REQUIRED WORK:
Rewrite every line of the entries below as a Markdown table with two columns, n for the row number and Line for the line itself. Leave out blank lines.

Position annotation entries
★ ★ ★ ★ ★ ★ ★

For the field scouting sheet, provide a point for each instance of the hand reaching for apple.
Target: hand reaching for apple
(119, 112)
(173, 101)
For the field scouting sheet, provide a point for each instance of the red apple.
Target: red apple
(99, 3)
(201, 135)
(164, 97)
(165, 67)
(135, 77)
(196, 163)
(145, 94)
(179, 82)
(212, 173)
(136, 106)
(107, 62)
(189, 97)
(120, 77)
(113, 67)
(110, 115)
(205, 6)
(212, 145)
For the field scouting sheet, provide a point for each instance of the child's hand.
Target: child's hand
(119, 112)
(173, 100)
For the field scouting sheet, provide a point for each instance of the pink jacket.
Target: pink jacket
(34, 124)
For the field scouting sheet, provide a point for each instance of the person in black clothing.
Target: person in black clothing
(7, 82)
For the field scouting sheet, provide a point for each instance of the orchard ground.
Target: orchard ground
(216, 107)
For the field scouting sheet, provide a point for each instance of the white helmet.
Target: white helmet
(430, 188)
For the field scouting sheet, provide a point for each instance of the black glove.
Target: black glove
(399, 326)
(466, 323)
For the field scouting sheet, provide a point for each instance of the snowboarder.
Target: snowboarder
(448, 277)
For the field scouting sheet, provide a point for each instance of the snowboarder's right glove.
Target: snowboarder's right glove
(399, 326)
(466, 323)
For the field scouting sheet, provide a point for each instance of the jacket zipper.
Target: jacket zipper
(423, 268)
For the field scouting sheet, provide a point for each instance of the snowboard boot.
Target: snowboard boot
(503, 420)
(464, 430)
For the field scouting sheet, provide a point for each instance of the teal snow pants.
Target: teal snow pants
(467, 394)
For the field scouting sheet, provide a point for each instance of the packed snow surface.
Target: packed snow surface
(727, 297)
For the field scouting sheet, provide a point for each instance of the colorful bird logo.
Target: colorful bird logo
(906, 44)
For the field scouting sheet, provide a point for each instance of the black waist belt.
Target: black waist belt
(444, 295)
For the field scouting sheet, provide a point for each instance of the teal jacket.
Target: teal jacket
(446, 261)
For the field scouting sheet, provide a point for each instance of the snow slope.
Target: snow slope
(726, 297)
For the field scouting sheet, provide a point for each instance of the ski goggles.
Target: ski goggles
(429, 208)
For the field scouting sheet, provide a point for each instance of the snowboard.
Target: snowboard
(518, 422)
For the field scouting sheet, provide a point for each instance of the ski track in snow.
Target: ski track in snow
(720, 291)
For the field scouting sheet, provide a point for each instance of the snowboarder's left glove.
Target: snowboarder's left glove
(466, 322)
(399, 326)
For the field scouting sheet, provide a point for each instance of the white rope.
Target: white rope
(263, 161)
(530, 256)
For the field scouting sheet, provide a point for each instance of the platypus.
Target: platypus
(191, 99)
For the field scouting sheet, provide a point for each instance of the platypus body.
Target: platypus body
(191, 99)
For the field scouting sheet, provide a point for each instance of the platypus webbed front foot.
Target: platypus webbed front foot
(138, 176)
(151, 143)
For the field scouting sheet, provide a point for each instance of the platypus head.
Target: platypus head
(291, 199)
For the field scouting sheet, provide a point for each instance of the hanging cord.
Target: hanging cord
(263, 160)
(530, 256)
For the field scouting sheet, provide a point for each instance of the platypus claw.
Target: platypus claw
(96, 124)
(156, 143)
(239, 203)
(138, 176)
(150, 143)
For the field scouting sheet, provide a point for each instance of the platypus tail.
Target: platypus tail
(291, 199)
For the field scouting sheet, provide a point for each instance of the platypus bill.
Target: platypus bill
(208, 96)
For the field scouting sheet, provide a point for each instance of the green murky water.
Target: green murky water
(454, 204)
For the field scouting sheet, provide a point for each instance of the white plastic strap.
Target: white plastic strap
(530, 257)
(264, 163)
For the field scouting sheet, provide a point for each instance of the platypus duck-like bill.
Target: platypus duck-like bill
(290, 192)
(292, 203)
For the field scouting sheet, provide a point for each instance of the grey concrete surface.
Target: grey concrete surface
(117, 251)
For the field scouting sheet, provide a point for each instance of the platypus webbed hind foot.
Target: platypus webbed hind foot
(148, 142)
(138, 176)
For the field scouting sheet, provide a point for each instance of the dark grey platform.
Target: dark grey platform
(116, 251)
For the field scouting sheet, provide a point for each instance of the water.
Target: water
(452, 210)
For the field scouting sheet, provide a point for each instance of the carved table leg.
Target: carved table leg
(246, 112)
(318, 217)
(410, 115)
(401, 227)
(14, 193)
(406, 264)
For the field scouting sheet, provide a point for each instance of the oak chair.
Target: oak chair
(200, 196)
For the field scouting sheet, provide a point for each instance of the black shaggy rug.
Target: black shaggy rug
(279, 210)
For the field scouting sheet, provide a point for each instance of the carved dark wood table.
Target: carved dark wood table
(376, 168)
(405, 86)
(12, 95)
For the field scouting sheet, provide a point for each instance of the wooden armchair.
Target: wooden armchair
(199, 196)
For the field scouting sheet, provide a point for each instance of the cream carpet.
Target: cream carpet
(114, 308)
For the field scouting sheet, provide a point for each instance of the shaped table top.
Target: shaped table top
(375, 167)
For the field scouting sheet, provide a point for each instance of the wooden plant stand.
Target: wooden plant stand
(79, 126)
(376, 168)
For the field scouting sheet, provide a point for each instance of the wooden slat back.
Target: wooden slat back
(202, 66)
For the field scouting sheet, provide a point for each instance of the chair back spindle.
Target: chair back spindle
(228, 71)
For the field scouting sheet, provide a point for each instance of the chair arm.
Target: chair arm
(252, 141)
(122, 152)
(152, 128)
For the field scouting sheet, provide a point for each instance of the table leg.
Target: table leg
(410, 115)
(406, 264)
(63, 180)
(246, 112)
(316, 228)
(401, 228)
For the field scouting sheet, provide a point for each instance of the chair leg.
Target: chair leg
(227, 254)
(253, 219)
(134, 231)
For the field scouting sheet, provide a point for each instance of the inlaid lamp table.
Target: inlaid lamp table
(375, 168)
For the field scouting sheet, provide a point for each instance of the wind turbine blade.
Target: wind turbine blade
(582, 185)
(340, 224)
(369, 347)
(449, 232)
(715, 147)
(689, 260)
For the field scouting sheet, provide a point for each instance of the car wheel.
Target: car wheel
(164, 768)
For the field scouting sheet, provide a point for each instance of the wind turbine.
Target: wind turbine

★ ★ ★ ★ ★ ★ ★

FINISHED EXERCISE:
| n | Line |
|---|---|
| 1 | For the field scouting sheet, provide a point for each instance of the hand reaching for apple. |
| 2 | Target: hand reaching for apple |
| 3 | (119, 112) |
| 4 | (173, 101) |
| 5 | For the field scouting sheet, provide a point for each instance of the red apple. |
| 6 | Target: red apple |
| 7 | (99, 3) |
| 8 | (201, 135) |
| 9 | (164, 97) |
| 10 | (165, 67) |
| 11 | (135, 77) |
| 12 | (196, 163) |
| 13 | (145, 94) |
| 14 | (179, 82) |
| 15 | (212, 173) |
| 16 | (136, 106) |
| 17 | (107, 62) |
| 18 | (189, 97) |
| 19 | (120, 77) |
| 20 | (113, 67) |
| 21 | (110, 115) |
| 22 | (205, 6) |
| 23 | (212, 145) |
| 24 | For the field scouting sheet, provide a point for each instance of the child's hand. |
| 25 | Target: child's hand |
| 26 | (119, 112) |
| 27 | (173, 100) |
| 28 | For the field scouting sheet, provide a point for each instance of the pink jacket. |
| 29 | Target: pink jacket |
| 30 | (34, 124) |
| 31 | For the field scouting sheet, provide a point for each instance of the person in black clothing. |
| 32 | Target: person in black clothing |
| 33 | (7, 82) |
| 34 | For the field scouting sheet, provide a point for each instance of the orchard ground. |
| 35 | Target: orchard ground |
| 36 | (216, 107) |
| 37 | For the field scouting sheet, provide a point for each instance of the white helmet. |
| 38 | Target: white helmet |
| 39 | (430, 188) |
| 40 | For the field scouting sheet, provide a point for each instance of the black glove. |
| 41 | Target: black glove |
| 42 | (399, 326) |
| 43 | (466, 323) |
| 44 | For the field scouting sheet, provide a point for each instance of the snowboarder. |
| 45 | Target: snowboarder |
| 46 | (448, 277) |
| 47 | For the field scouting sheet, provide a point for each instance of the snowboarder's right glove. |
| 48 | Target: snowboarder's right glove |
| 49 | (399, 326) |
| 50 | (466, 323) |
| 51 | For the field scouting sheet, provide a point for each instance of the jacket zipper. |
| 52 | Target: jacket zipper |
| 53 | (423, 268) |
| 54 | For the field scouting sheet, provide a point for each instance of the snowboard boot. |
| 55 | Target: snowboard boot |
| 56 | (503, 420) |
| 57 | (464, 430) |
| 58 | For the field scouting sheet, provide a point for each instance of the teal snow pants. |
| 59 | Target: teal snow pants |
| 60 | (467, 394) |
| 61 | For the field scouting sheet, provide a point for each instance of the packed snow surface. |
| 62 | Target: packed snow surface |
| 63 | (727, 297) |
| 64 | For the field scouting sheet, provide a point for each instance of the colorful bird logo. |
| 65 | Target: colorful bird logo |
| 66 | (906, 44) |
| 67 | For the field scouting sheet, provide a point for each instance of the black waist belt. |
| 68 | Target: black waist belt |
| 69 | (444, 295) |
| 70 | For the field scouting sheet, provide a point for each instance of the teal jacket. |
| 71 | Target: teal jacket |
| 72 | (446, 261) |
| 73 | For the field scouting sheet, provide a point for each instance of the snow slope. |
| 74 | Target: snow slope |
| 75 | (726, 297) |
| 76 | For the field scouting sheet, provide a point for each instance of the ski goggles. |
| 77 | Target: ski goggles |
| 78 | (429, 208) |
| 79 | For the field scouting sheet, provide a point for each instance of the snowboard. |
| 80 | Target: snowboard |
| 81 | (518, 422) |
| 82 | For the field scouting sheet, provide a point for each instance of the ski track in snow. |
| 83 | Target: ski track in snow |
| 84 | (720, 291) |
| 85 | For the field scouting sheet, provide a point for each instance of the snowboarder's left glove. |
| 86 | Target: snowboarder's left glove |
| 87 | (466, 322) |
| 88 | (399, 326) |
| 89 | For the field scouting sheet, provide a point for each instance of the white rope. |
| 90 | Target: white rope |
| 91 | (263, 161) |
| 92 | (530, 256) |
| 93 | For the field scouting sheet, provide a point for each instance of the platypus. |
| 94 | Target: platypus |
| 95 | (191, 99) |
| 96 | For the field scouting sheet, provide a point for each instance of the platypus body. |
| 97 | Target: platypus body |
| 98 | (191, 99) |
| 99 | For the field scouting sheet, provide a point for each instance of the platypus webbed front foot. |
| 100 | Target: platypus webbed front foot |
| 101 | (138, 176) |
| 102 | (151, 143) |
| 103 | For the field scouting sheet, provide a point for each instance of the platypus head. |
| 104 | Target: platypus head |
| 105 | (291, 199) |
| 106 | For the field scouting sheet, provide a point for each instance of the hanging cord. |
| 107 | Target: hanging cord |
| 108 | (263, 160) |
| 109 | (530, 256) |
| 110 | For the field scouting sheet, provide a point for each instance of the platypus claw. |
| 111 | Target: platypus claw |
| 112 | (96, 124) |
| 113 | (156, 143) |
| 114 | (239, 203) |
| 115 | (138, 176) |
| 116 | (150, 143) |
| 117 | For the field scouting sheet, provide a point for each instance of the platypus tail. |
| 118 | Target: platypus tail |
| 119 | (291, 199) |
| 120 | For the field scouting sheet, provide a point for each instance of the platypus bill. |
| 121 | Target: platypus bill |
| 122 | (208, 96) |
| 123 | For the field scouting sheet, provide a point for each instance of the green murky water. |
| 124 | Target: green murky water |
| 125 | (454, 204) |
| 126 | For the field scouting sheet, provide a point for each instance of the white plastic strap. |
| 127 | Target: white plastic strap |
| 128 | (530, 257) |
| 129 | (264, 163) |
| 130 | For the field scouting sheet, provide a point for each instance of the platypus duck-like bill. |
| 131 | Target: platypus duck-like bill |
| 132 | (290, 192) |
| 133 | (292, 203) |
| 134 | For the field scouting sheet, provide a point for each instance of the grey concrete surface. |
| 135 | Target: grey concrete surface |
| 136 | (117, 251) |
| 137 | For the field scouting sheet, provide a point for each instance of the platypus webbed hind foot. |
| 138 | Target: platypus webbed hind foot |
| 139 | (148, 142) |
| 140 | (138, 176) |
| 141 | For the field scouting sheet, provide a point for each instance of the dark grey platform. |
| 142 | Target: dark grey platform |
| 143 | (116, 251) |
| 144 | For the field scouting sheet, provide a point for each instance of the water. |
| 145 | Target: water |
| 146 | (452, 210) |
| 147 | For the field scouting sheet, provide a point for each instance of the carved table leg. |
| 148 | Target: carved table leg |
| 149 | (246, 112) |
| 150 | (318, 217) |
| 151 | (410, 115) |
| 152 | (401, 227) |
| 153 | (14, 193) |
| 154 | (406, 264) |
| 155 | For the field scouting sheet, provide a point for each instance of the oak chair. |
| 156 | Target: oak chair |
| 157 | (200, 196) |
| 158 | For the field scouting sheet, provide a point for each instance of the black shaggy rug. |
| 159 | Target: black shaggy rug |
| 160 | (279, 210) |
| 161 | For the field scouting sheet, provide a point for each instance of the carved dark wood table. |
| 162 | Target: carved dark wood table |
| 163 | (376, 168) |
| 164 | (405, 86) |
| 165 | (12, 95) |
| 166 | For the field scouting sheet, provide a point for each instance of the wooden armchair. |
| 167 | Target: wooden armchair |
| 168 | (199, 196) |
| 169 | For the field scouting sheet, provide a point for each instance of the cream carpet. |
| 170 | Target: cream carpet |
| 171 | (114, 308) |
| 172 | For the field scouting sheet, provide a point for each instance of the shaped table top. |
| 173 | Target: shaped table top |
| 174 | (375, 167) |
| 175 | For the field scouting sheet, provide a point for each instance of the wooden plant stand. |
| 176 | Target: wooden plant stand |
| 177 | (79, 126) |
| 178 | (376, 168) |
| 179 | For the field scouting sheet, provide a point for each instance of the wooden slat back. |
| 180 | Target: wooden slat back |
| 181 | (202, 66) |
| 182 | For the field scouting sheet, provide a point for each instance of the chair back spindle. |
| 183 | Target: chair back spindle |
| 184 | (228, 71) |
| 185 | For the field scouting sheet, provide a point for each instance of the chair arm. |
| 186 | Target: chair arm |
| 187 | (252, 141) |
| 188 | (122, 152) |
| 189 | (152, 128) |
| 190 | For the field scouting sheet, provide a point for each instance of the table leg. |
| 191 | Target: table leg |
| 192 | (410, 115) |
| 193 | (406, 264) |
| 194 | (63, 180) |
| 195 | (246, 112) |
| 196 | (316, 228) |
| 197 | (401, 228) |
| 198 | For the field scouting sheet, provide a point for each instance of the chair leg. |
| 199 | Target: chair leg |
| 200 | (227, 254) |
| 201 | (253, 219) |
| 202 | (134, 231) |
| 203 | For the field scouting sheet, provide a point for each instance of the inlaid lamp table. |
| 204 | Target: inlaid lamp table |
| 205 | (375, 168) |
| 206 | For the field scouting sheet, provide a point for each instance of the wind turbine blade. |
| 207 | Target: wind turbine blade |
| 208 | (582, 185) |
| 209 | (340, 224) |
| 210 | (369, 347) |
| 211 | (449, 232) |
| 212 | (715, 147) |
| 213 | (689, 260) |
| 214 | For the field scouting sheet, provide a point for each instance of the car wheel. |
| 215 | Target: car wheel |
| 216 | (164, 768) |
| 217 | For the field scouting sheet, provide a point for each instance of the wind turbine. |
| 218 | Target: wind turbine |